Task details: From the line holding "Please point out the white wall" to the final line below, restate each line word for word and add nothing.

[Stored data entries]
-*-
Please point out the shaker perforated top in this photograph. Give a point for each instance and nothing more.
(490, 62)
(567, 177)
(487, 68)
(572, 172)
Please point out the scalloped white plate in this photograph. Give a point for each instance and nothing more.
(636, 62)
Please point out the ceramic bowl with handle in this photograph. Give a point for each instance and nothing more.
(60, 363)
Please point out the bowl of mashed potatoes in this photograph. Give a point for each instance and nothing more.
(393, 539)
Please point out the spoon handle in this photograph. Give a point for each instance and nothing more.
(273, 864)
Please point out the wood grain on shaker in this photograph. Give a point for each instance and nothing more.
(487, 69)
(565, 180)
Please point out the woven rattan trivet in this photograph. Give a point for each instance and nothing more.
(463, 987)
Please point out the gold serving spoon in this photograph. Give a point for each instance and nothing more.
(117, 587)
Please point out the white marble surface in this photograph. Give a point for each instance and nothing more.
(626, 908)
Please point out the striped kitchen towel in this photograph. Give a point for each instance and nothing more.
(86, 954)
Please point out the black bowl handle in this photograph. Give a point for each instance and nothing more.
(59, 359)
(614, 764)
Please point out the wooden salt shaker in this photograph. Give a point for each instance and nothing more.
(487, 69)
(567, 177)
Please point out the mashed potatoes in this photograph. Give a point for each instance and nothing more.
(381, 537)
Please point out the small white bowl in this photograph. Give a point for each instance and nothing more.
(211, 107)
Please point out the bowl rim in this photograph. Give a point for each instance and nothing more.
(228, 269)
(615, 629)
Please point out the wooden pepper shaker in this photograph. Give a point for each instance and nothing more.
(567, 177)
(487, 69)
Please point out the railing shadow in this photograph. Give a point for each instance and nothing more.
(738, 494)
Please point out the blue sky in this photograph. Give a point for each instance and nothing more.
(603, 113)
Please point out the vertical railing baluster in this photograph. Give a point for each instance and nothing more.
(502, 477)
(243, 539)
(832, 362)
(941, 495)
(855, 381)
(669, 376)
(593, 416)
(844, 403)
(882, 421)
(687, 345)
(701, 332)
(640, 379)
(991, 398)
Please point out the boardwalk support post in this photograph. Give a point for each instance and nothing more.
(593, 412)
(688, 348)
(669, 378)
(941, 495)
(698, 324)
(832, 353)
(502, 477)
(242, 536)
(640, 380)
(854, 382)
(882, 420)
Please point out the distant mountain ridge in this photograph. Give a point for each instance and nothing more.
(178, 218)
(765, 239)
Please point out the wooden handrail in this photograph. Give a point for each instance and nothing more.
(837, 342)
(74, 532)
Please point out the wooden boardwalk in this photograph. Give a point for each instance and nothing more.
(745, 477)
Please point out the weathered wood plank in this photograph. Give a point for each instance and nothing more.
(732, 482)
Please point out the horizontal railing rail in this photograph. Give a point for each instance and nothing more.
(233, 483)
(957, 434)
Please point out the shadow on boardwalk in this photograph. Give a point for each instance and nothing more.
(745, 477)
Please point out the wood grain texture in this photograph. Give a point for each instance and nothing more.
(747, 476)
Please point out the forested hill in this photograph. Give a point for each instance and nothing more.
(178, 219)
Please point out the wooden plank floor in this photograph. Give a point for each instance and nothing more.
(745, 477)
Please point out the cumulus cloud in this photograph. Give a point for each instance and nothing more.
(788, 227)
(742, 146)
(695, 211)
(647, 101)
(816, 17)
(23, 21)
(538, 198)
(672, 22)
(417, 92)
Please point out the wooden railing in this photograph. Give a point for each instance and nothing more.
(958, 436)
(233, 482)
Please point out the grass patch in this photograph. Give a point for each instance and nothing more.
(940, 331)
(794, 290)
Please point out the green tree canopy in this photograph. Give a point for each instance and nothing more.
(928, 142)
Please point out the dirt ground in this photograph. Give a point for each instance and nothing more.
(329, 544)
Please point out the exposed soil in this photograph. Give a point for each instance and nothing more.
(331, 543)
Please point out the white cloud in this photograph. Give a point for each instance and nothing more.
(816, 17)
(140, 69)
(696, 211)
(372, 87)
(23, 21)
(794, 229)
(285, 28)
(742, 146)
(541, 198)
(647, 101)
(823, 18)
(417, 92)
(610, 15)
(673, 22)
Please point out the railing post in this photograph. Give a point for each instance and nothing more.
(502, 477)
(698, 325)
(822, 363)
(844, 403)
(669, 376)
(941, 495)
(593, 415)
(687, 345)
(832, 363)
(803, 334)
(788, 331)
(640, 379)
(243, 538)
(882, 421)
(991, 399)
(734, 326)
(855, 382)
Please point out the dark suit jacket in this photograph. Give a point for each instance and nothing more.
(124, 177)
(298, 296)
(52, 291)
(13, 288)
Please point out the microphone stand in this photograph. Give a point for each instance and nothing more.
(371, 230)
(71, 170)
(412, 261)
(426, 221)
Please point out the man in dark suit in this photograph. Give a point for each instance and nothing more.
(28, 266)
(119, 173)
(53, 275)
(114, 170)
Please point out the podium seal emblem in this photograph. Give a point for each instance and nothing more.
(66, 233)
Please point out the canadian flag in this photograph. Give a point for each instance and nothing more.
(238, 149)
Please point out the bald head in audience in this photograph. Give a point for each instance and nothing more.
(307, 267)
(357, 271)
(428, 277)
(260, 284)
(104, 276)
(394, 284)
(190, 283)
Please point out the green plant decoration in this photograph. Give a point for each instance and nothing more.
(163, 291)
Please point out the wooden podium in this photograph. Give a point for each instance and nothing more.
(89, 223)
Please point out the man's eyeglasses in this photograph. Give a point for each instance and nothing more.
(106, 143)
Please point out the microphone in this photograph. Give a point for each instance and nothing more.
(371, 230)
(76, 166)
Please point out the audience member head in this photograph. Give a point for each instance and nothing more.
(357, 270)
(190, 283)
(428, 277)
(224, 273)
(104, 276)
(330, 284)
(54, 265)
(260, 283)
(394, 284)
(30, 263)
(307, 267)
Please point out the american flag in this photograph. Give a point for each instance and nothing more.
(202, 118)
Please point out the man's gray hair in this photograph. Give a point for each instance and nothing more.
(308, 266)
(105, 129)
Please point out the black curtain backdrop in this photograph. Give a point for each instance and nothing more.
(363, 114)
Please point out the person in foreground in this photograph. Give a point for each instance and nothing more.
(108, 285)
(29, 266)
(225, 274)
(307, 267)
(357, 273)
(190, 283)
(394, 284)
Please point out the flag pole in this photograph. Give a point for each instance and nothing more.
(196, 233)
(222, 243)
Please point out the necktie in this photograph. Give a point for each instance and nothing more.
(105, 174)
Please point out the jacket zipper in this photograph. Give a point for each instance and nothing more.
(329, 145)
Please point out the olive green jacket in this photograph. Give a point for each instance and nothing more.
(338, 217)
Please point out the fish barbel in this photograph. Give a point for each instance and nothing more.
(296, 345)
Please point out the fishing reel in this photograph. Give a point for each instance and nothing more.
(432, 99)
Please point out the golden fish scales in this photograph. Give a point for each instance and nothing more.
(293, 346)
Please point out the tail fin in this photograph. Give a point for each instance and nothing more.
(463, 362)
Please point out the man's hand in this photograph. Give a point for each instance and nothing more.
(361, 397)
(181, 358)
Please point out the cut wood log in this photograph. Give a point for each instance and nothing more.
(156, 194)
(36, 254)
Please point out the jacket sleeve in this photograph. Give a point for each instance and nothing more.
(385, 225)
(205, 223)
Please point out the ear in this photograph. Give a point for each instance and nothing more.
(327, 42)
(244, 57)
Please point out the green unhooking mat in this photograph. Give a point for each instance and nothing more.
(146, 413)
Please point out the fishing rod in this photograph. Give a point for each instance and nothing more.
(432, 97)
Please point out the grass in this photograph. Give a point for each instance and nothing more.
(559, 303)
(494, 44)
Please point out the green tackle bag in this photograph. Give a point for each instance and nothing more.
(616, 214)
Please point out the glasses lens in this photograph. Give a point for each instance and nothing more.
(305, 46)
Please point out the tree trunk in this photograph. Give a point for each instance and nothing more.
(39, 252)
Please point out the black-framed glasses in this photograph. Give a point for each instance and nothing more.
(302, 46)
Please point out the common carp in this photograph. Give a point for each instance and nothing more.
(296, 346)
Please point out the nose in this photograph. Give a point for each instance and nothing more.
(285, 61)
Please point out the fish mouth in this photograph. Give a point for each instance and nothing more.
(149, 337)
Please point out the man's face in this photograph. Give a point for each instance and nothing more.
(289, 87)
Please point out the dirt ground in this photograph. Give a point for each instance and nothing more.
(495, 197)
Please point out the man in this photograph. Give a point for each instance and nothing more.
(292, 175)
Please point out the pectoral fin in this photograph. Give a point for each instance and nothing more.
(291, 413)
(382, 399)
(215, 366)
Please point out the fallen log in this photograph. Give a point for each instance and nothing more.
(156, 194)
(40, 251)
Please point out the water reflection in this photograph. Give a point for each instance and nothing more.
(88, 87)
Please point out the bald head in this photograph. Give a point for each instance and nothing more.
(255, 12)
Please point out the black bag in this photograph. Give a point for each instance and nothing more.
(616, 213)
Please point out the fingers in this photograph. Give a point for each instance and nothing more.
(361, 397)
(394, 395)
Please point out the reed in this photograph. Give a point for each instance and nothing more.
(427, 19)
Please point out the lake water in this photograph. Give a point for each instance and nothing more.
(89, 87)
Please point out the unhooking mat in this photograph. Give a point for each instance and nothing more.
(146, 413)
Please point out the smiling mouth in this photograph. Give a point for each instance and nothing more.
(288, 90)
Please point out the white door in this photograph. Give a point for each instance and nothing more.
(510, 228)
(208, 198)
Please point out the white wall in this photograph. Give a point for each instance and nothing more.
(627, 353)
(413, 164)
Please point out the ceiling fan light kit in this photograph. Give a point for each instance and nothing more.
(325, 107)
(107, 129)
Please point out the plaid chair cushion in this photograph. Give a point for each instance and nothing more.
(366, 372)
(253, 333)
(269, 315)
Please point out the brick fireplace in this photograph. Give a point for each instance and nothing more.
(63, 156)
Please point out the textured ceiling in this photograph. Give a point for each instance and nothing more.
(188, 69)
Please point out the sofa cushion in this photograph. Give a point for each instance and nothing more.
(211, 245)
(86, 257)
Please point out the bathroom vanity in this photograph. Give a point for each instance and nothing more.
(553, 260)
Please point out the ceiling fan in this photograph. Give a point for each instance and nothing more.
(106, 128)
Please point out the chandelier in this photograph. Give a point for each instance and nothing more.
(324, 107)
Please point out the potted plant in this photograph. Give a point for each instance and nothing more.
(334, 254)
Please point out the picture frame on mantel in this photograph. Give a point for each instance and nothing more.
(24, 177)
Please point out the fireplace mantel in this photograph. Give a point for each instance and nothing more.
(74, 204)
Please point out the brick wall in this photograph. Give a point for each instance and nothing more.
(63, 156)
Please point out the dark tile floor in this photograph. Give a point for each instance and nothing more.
-*-
Response box:
Please point out the white wall in this photograph. Give a point for each instance and nothing more.
(627, 353)
(413, 164)
Please point out the ceiling fan light kit in this photograph. Give a point for each instance and nothing more.
(325, 107)
(107, 129)
Please point out the plaid chair cushion in this photograph. Give a point for each instance and nothing more.
(366, 372)
(253, 333)
(269, 315)
Please point out the brick fireplace in this photograph. Give a point for each instance and nothing more.
(63, 156)
Please point out the textured ceiling in this photograph. Give a point for each instance and nothing more.
(188, 69)
Please point out the sofa cushion in this photograph. Give a point for each instance and nothing more.
(211, 245)
(86, 257)
Please point out the bathroom vanity in this photograph. Give a point for each instance and nothing more.
(553, 260)
Please point out the ceiling fan in this photograph. Give a point for each instance and nothing more.
(106, 128)
Please point out the chandelier in this photograph. Give a point for each instance and nothing more.
(324, 107)
Please point out the potted plant in this photograph. Give a point for each instance and nothing more.
(334, 254)
Please point out the picture frame on mantel in this photograph. Give a point for each instance and nothing more.
(24, 177)
Please point out the fireplace mantel in this photograph. Give a point for each instance and nothing more.
(74, 204)
Please point out the brick wall in this photograph. Give a point for each instance and nothing more.
(63, 156)
Please point out the dark tile floor in this photograph. Give a point for each instance and nothing more.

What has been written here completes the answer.